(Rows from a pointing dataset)

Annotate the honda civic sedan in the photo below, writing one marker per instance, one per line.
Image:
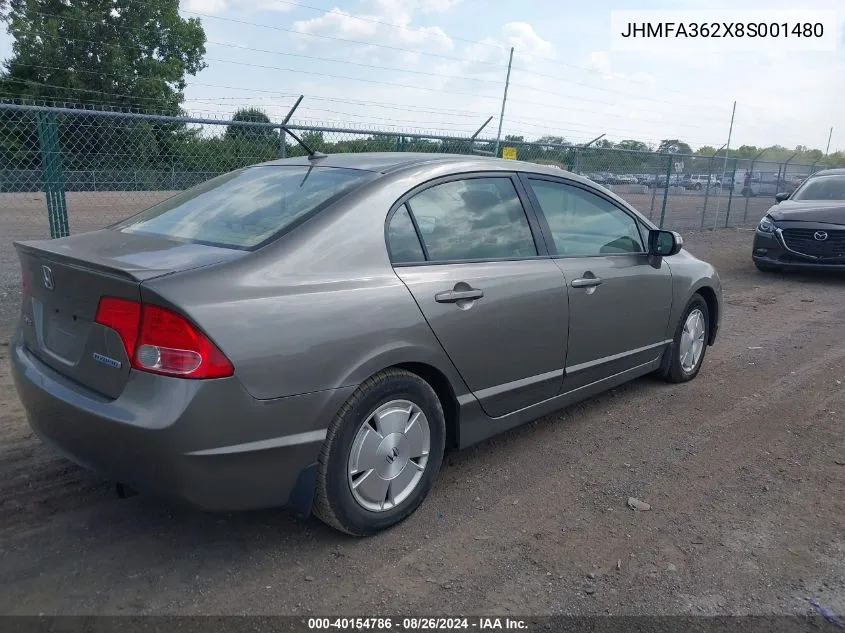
(317, 332)
(805, 229)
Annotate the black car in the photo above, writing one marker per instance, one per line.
(805, 228)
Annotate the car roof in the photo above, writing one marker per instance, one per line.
(839, 171)
(387, 162)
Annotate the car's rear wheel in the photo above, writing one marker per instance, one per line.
(683, 359)
(382, 454)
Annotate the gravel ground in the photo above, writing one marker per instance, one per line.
(23, 216)
(744, 469)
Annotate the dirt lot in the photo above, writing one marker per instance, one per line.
(744, 469)
(23, 216)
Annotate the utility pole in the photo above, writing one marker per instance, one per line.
(504, 99)
(725, 165)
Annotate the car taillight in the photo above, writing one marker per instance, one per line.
(162, 341)
(124, 317)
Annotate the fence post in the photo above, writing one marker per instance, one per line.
(53, 174)
(657, 171)
(730, 196)
(707, 190)
(666, 189)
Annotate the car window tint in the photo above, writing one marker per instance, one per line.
(244, 208)
(584, 224)
(402, 240)
(477, 218)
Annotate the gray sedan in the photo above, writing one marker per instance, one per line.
(316, 332)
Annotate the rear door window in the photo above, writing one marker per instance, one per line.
(245, 208)
(473, 219)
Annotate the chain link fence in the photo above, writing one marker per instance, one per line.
(68, 170)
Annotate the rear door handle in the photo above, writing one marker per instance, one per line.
(586, 282)
(453, 296)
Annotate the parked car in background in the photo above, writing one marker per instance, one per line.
(805, 228)
(222, 346)
(700, 181)
(757, 183)
(626, 179)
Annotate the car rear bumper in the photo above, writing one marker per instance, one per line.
(205, 443)
(768, 250)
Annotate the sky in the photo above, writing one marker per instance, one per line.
(441, 65)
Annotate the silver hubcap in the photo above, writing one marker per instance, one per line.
(389, 455)
(692, 340)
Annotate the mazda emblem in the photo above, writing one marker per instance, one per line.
(47, 277)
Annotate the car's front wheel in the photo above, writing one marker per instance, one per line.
(683, 359)
(382, 454)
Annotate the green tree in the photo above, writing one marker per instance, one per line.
(631, 144)
(117, 52)
(244, 132)
(673, 146)
(552, 140)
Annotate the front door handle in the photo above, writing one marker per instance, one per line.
(453, 296)
(586, 282)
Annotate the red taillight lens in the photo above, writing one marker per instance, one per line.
(170, 344)
(162, 341)
(124, 317)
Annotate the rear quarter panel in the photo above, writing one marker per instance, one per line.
(319, 309)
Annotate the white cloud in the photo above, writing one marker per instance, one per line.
(214, 7)
(390, 23)
(600, 62)
(408, 7)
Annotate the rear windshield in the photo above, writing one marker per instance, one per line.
(822, 188)
(244, 208)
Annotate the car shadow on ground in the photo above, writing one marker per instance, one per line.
(164, 529)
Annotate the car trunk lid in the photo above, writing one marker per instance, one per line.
(64, 280)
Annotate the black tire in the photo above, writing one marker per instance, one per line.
(670, 368)
(765, 268)
(334, 503)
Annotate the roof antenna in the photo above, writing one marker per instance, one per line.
(312, 154)
(283, 126)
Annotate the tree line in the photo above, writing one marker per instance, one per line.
(137, 56)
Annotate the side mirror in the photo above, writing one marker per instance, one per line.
(664, 243)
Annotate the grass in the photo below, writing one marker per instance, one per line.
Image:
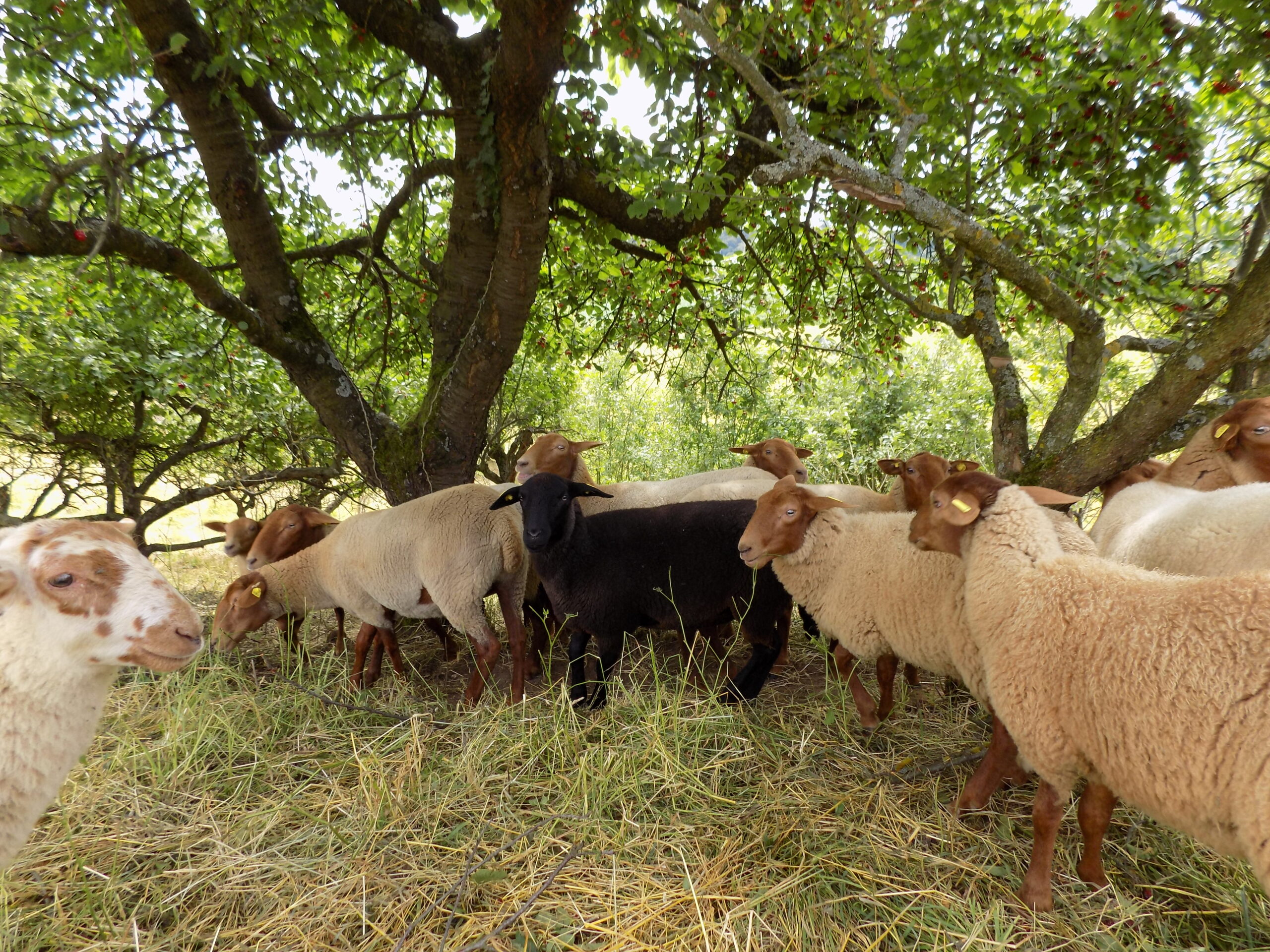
(226, 809)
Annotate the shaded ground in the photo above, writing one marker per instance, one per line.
(226, 808)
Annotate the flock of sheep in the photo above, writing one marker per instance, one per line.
(1101, 655)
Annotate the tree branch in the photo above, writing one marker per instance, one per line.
(1009, 409)
(1147, 346)
(277, 125)
(810, 157)
(579, 183)
(1253, 246)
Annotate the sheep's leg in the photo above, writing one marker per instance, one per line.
(289, 634)
(437, 626)
(865, 706)
(689, 643)
(610, 653)
(365, 635)
(578, 667)
(539, 642)
(511, 608)
(1037, 892)
(887, 665)
(810, 627)
(540, 619)
(388, 639)
(1001, 761)
(1095, 817)
(338, 636)
(783, 633)
(486, 649)
(375, 664)
(763, 653)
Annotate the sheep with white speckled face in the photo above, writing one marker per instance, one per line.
(78, 602)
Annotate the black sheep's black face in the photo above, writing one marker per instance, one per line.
(545, 502)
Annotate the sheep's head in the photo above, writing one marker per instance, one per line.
(247, 606)
(91, 595)
(239, 535)
(287, 531)
(780, 521)
(1142, 473)
(776, 456)
(547, 507)
(920, 474)
(958, 502)
(1244, 432)
(556, 455)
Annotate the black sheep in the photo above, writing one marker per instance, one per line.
(670, 567)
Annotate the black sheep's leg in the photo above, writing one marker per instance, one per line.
(578, 667)
(810, 627)
(610, 653)
(746, 685)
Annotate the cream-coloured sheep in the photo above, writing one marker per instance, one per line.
(239, 536)
(557, 455)
(436, 556)
(876, 597)
(1188, 532)
(861, 498)
(78, 602)
(1152, 687)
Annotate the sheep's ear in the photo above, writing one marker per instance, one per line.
(962, 509)
(822, 503)
(1225, 434)
(509, 498)
(1049, 497)
(253, 590)
(583, 489)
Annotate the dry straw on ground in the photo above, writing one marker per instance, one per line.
(228, 809)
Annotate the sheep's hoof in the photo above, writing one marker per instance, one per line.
(1092, 874)
(1038, 899)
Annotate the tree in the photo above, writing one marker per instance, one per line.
(1064, 166)
(119, 397)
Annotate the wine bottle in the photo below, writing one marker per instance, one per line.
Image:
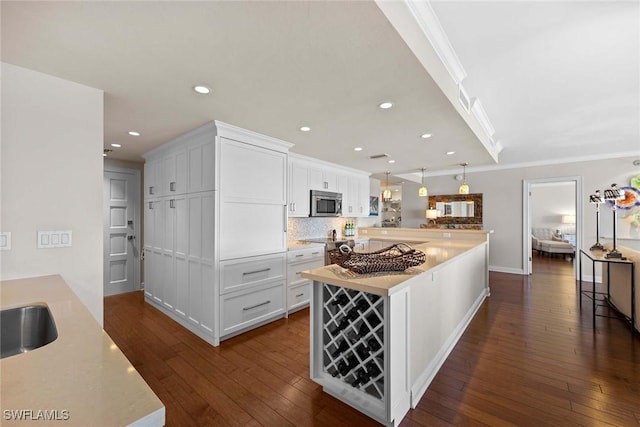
(341, 348)
(362, 305)
(341, 299)
(372, 369)
(374, 345)
(345, 367)
(363, 351)
(344, 322)
(364, 330)
(373, 320)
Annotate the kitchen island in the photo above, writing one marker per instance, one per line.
(378, 340)
(81, 378)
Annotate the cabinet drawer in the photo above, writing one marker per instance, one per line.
(242, 273)
(298, 296)
(242, 309)
(293, 271)
(304, 255)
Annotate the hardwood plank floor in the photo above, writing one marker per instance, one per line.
(529, 357)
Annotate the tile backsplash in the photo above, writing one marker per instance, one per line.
(306, 228)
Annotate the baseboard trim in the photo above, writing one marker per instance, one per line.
(419, 388)
(499, 269)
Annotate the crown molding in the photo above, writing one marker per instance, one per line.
(429, 23)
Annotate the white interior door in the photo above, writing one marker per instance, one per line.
(121, 252)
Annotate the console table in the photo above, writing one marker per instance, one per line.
(605, 297)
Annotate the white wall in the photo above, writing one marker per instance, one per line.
(52, 141)
(502, 201)
(549, 202)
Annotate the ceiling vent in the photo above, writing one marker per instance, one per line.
(464, 99)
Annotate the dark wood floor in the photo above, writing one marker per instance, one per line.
(529, 357)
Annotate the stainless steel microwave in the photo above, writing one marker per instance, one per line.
(325, 203)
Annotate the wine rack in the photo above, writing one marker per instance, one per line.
(353, 338)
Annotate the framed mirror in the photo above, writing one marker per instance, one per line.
(458, 208)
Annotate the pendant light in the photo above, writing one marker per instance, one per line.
(422, 191)
(386, 194)
(464, 187)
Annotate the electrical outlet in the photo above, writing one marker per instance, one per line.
(54, 239)
(5, 241)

*What to do*: Copy the entries word for word, from the line that contains "Annotate the tree line" through the line that contains "(1253, 246)". Leave the pictures out of your copy.

*Reply*:
Annotate the tree line in the photo above, writing one marker per instance, one per line.
(137, 56)
Annotate the side mirror in the photo above, writing one marker per instance, one per line.
(664, 243)
Annotate the grass in the photo below, writing one marker per instance, one per line.
Image:
(226, 809)
Annotate the shaded ground in the photo above, writing one marker per instance, one per line.
(226, 808)
Annotate the flock of sheep in the photo above, writing one marker per instance, one per line.
(1101, 655)
Annotate the tree branch in the photo above, writing one marker per instance, one per line.
(1009, 409)
(1147, 346)
(277, 125)
(810, 157)
(579, 183)
(1253, 246)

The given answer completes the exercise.